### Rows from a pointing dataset
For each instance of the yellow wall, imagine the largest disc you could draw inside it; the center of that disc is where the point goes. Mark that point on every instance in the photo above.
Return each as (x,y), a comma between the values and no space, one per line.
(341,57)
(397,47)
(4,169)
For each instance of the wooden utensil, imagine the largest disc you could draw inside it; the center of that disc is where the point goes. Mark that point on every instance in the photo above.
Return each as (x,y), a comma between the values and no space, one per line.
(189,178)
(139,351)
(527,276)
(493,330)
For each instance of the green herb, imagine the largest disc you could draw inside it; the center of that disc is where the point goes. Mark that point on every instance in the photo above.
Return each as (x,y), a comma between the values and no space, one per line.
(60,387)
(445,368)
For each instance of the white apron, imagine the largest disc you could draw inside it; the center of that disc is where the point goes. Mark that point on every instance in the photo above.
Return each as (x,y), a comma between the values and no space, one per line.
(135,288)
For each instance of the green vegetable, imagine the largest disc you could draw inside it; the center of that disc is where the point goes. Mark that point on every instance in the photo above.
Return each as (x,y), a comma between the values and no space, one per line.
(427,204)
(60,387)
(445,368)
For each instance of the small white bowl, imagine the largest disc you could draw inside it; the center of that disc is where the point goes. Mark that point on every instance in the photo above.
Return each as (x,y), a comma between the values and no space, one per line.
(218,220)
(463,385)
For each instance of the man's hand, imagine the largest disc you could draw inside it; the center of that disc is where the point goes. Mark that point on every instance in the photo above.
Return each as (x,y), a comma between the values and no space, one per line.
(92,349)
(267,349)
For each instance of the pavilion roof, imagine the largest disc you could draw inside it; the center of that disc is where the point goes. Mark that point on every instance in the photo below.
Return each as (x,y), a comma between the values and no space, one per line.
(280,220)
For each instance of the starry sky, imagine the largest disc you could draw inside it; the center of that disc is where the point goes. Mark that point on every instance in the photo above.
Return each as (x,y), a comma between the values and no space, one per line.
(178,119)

--

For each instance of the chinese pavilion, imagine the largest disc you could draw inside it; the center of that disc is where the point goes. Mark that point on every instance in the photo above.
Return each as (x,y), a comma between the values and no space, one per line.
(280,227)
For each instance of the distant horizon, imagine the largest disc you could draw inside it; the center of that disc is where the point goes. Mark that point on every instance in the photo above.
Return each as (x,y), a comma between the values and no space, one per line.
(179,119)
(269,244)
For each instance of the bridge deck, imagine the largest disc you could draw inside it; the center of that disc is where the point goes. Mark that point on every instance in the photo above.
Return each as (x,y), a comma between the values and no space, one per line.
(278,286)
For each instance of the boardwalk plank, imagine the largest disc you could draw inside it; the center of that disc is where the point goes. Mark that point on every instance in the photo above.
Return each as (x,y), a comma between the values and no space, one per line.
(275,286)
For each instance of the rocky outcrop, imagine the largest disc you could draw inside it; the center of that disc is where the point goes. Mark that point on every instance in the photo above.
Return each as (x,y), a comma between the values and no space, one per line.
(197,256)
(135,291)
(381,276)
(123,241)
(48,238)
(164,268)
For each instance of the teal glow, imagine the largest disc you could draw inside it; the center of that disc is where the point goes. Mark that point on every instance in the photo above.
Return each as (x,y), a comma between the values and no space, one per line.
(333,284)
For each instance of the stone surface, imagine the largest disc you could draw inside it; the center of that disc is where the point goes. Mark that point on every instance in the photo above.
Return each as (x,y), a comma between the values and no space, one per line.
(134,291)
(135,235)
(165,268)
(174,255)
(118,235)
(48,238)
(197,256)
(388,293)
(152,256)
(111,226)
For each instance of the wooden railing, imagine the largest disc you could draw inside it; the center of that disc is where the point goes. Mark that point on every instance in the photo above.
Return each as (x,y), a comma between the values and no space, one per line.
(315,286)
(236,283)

### The problem
Work out how many lines of the data above contain the string "rocky", with case counting. Reply with the number alone.

### Task solution
1